▶ _What you need to do_
Quote all of the data below exactly, please.
== Provided records
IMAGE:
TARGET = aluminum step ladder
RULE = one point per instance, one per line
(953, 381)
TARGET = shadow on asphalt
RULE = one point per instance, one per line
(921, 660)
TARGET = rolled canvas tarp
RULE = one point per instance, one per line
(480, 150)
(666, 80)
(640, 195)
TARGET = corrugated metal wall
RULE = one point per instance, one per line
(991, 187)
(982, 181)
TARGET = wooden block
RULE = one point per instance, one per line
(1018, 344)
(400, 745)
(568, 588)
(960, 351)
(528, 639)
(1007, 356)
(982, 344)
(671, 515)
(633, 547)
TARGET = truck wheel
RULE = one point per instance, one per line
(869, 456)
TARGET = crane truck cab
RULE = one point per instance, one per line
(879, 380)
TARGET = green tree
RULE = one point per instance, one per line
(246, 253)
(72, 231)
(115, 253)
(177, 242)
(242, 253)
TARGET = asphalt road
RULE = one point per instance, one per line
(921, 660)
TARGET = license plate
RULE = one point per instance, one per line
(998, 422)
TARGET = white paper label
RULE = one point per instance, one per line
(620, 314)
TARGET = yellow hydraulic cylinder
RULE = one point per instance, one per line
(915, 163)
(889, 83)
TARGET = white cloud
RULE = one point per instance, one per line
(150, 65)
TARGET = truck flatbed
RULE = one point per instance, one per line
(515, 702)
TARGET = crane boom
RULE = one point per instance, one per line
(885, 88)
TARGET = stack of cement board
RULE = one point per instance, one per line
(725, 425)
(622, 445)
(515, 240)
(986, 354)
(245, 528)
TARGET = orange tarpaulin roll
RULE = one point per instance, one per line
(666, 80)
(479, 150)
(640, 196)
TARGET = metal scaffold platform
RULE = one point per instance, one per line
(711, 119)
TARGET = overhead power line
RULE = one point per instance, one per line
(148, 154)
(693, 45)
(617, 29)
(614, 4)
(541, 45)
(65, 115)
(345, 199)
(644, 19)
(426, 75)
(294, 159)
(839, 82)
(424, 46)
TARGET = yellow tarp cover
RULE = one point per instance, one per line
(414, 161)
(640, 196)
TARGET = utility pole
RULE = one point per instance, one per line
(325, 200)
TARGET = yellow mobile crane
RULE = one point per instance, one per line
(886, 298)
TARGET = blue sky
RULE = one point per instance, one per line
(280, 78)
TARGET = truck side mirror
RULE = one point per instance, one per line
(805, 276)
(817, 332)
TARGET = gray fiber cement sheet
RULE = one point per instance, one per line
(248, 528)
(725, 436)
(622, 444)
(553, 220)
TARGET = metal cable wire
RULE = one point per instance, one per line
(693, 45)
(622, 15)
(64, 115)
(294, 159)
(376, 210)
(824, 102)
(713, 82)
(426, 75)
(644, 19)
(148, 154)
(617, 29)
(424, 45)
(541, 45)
====
▶ _Your response_
IMAGE:
TARGET = aluminum step ladder
RULE = one point per instance, one per line
(953, 381)
TARGET = shadow on asphalt
RULE = one point per instance, one per line
(921, 660)
TARGET = rolled canvas tarp
RULE = one point per instance, one per line
(480, 150)
(666, 80)
(640, 195)
TARGET = corrugated metal wall
RULE = one point per instance, one per line
(991, 187)
(982, 181)
TARGET = wooden block
RULE = one point per instance, one per line
(1018, 344)
(400, 745)
(568, 588)
(960, 351)
(528, 639)
(1007, 356)
(982, 344)
(671, 515)
(633, 547)
TARGET = truck wheel
RULE = one point per instance, one per line
(869, 456)
TARGET = crane truck cab
RULE = one point per instance, one per line
(879, 380)
TARGET = green tree
RULE = one point per instance, one per line
(246, 253)
(72, 231)
(115, 253)
(177, 242)
(242, 253)
TARGET = asphalt road
RULE = one point per instance, one per line
(921, 660)
TARGET = license plate
RULE = one point per instance, one per line
(998, 422)
TARGET = white paper label
RULE = one point per instance, one per line
(620, 314)
TARGET = yellow hydraulic cylinder
RULE = one point per instance, one per line
(915, 163)
(889, 83)
TARGET = white cloud
RULE = one point per instance, one per line
(150, 65)
TARGET = truck flatbed
RULE = one point per instance, one per line
(515, 702)
TARGET = crane boom
RULE = one point per instance, one per line
(885, 88)
TARGET = stack of cement board
RULE = one point per instance, one per line
(725, 425)
(622, 445)
(515, 240)
(986, 354)
(245, 528)
TARGET = orange tarpaulin roll
RULE = one point per instance, one per line
(666, 80)
(479, 150)
(640, 196)
TARGET = metal scaffold platform
RULE = one point per instance, one per line
(711, 119)
TARGET = overhead power line
RULE = one point per instance, one per line
(148, 154)
(693, 45)
(617, 29)
(614, 4)
(541, 45)
(65, 115)
(345, 199)
(644, 19)
(426, 75)
(294, 159)
(839, 82)
(424, 46)
TARGET = yellow tarp cover
RULE = one point per instance, one per line
(414, 161)
(640, 196)
TARGET = utility pole
RULE = one point per instance, one per line
(325, 200)
TARGET = yellow mobile crane
RULE = one point per instance, one per line
(886, 298)
TARGET = blue sky
RULE = one point per instance, one per line
(280, 78)
TARGET = truck side mirror
RULE = one point per instance, one per line
(805, 276)
(817, 332)
TARGET = gray fiber cement sheet
RULE = one point per instance, one per line
(248, 528)
(725, 436)
(622, 444)
(553, 220)
TARGET = metal cable wire
RULE = one point per instance, one per line
(693, 45)
(622, 15)
(64, 115)
(294, 159)
(376, 210)
(824, 102)
(713, 82)
(426, 75)
(644, 19)
(148, 154)
(617, 29)
(424, 45)
(541, 45)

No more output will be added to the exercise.